*Short exercise:*
Please edit the records below by replacing "marker" with "point" throughout, leaving everything else unchanged.

*Recorded information:*

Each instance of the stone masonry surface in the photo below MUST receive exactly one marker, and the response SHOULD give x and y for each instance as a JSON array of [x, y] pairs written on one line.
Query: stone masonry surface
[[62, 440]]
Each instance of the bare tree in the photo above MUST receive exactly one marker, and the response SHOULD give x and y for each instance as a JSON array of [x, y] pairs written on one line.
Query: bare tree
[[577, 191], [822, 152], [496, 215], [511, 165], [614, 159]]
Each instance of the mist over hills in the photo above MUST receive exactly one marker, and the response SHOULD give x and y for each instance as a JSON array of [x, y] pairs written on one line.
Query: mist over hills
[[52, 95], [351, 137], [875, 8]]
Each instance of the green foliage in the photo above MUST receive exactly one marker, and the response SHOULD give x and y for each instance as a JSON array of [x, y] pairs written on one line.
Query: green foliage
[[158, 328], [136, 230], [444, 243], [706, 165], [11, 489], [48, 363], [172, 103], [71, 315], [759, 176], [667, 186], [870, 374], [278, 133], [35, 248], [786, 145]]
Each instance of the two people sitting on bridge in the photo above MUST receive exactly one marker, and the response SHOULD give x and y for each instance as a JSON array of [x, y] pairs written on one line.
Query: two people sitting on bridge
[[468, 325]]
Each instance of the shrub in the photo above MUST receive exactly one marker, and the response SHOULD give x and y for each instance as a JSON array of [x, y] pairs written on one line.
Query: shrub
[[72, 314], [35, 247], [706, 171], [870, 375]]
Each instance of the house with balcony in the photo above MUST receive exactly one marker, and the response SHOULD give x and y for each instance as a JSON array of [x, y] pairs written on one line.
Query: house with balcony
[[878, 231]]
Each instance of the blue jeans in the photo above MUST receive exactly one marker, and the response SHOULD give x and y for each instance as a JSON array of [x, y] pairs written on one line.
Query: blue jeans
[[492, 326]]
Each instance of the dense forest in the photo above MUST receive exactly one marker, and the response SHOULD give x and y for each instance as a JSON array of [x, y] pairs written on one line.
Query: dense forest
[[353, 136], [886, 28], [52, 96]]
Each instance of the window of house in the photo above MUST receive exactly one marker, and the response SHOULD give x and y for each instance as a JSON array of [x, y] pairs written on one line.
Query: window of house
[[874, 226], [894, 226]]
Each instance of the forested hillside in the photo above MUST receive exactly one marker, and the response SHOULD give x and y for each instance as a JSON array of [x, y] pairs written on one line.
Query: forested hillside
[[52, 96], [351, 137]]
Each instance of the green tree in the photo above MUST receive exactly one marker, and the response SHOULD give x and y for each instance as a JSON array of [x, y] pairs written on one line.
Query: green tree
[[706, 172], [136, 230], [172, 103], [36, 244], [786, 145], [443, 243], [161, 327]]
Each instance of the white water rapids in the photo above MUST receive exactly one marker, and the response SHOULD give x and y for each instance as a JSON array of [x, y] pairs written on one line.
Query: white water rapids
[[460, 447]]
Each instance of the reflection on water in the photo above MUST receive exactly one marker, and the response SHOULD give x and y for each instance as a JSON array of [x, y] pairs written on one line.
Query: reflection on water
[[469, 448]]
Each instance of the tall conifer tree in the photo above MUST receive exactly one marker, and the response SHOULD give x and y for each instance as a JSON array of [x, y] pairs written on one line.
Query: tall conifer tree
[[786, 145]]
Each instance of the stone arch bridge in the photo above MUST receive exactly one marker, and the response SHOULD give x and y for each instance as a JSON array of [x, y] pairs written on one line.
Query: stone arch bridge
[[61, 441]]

*Reply:*
Each instance of the stone masonry surface in the photo below MUST receive exactly one point, and the response SHOULD give x and y for each instance as a JSON array of [x, y] pairs written on one line.
Query: stone masonry surface
[[62, 440]]
Each instance of the bare tree in the photo above MUST receive exactly one point, and the response SHOULD give x and y for each instance as a JSON array of [x, y] pairs written on one line.
Query: bare tree
[[577, 191], [822, 152], [496, 215], [511, 165], [614, 159]]
Each instance of the mist over hills in the photo above MUST receive exactly one point, and the response SHOULD give x and y for each instance as a JSON array of [x, y] pairs written on one line.
Query: mist over hills
[[52, 95], [351, 137], [875, 8]]
Each instance of the green foliage in the photo above MUST receive exactly one point, and the response SHOULD give x and y for each instance as a JSON array of [x, y] pairs written on one line.
Query: green foliage
[[158, 328], [136, 230], [444, 243], [706, 165], [11, 489], [48, 363], [172, 103], [71, 315], [759, 176], [667, 186], [870, 374], [278, 133], [35, 248], [786, 145]]
Each instance of the two people sitting on bridge in the photo above MUST receive exactly one point, and the response SHOULD give x and y for each instance as a JSON array of [x, y] pairs written on one line.
Query: two people sitting on bridge
[[468, 325]]
Each instance of the shrub in the photo above MUST receive exactly one point, and the response SHOULD give x and y for each instance as a JSON array of [x, y] pairs written on one line.
Query: shrub
[[72, 314], [35, 247], [706, 171], [870, 375]]
Each instance of the house with balcony in the photo above MUST receive exactly one point, and the response SHOULD give x and y for each instance as a JSON array of [x, y] pairs written on one line.
Query: house with balcony
[[878, 231]]
Each instance of the blue jeans in the photo above MUST receive exactly one point, and the response SHOULD give x and y for each instance as a JSON array of [x, y] pairs written on one line.
Query: blue jeans
[[492, 326]]
Each instance of the dense forest in the photo above MUST receive exactly one point, and the response SHOULD give x and y for each instance as a JSON array of [x, y] pairs written on one line.
Query: dense forest
[[353, 136], [886, 28], [52, 96]]
Each instance of the window of house in the photo above MUST receive exactly one point, and the response SHOULD give x and y for each instance as a JSON array of [x, y] pairs written on one line.
Query: window of house
[[874, 226], [894, 226]]
Each instance of the forested hillside in the photo above MUST receive exactly one point, and the response SHOULD give x and y for each instance as a JSON array of [x, y] pairs written on one line.
Query: forested hillside
[[52, 96], [351, 137]]
Each instance of the green tree in the photo above MUST receive exactly one point, and the response SHOULD give x and y for each instance as a JSON array of [x, y] pairs written on one line.
Query: green tree
[[706, 172], [136, 230], [172, 103], [36, 244], [786, 145], [443, 243], [161, 327]]
Each instance of the white water rapids in the photo above MUST receive exactly one point, and the response SHOULD give x and y for each instance as a JSON array of [x, y] pairs written on one line.
Query: white water rapids
[[460, 447]]
Each instance of the reflection on water in the photo above MUST receive exactly one point, and the response SHOULD give x and y for each instance as a JSON array of [x, y] pairs written on one line.
Query: reflection on water
[[469, 448]]
Each instance of the tall conifer tree in the photo above MUST receive exactly one point, and the response SHOULD give x and y for each instance as a JSON array of [x, y] pairs written on one line.
Query: tall conifer tree
[[786, 145]]
Each instance of the stone arch bridge in the photo above MUST receive exactly one point, and the response SHOULD give x and y for each instance as a JSON array of [x, y] pairs written on one line.
Query: stone arch bridge
[[61, 441]]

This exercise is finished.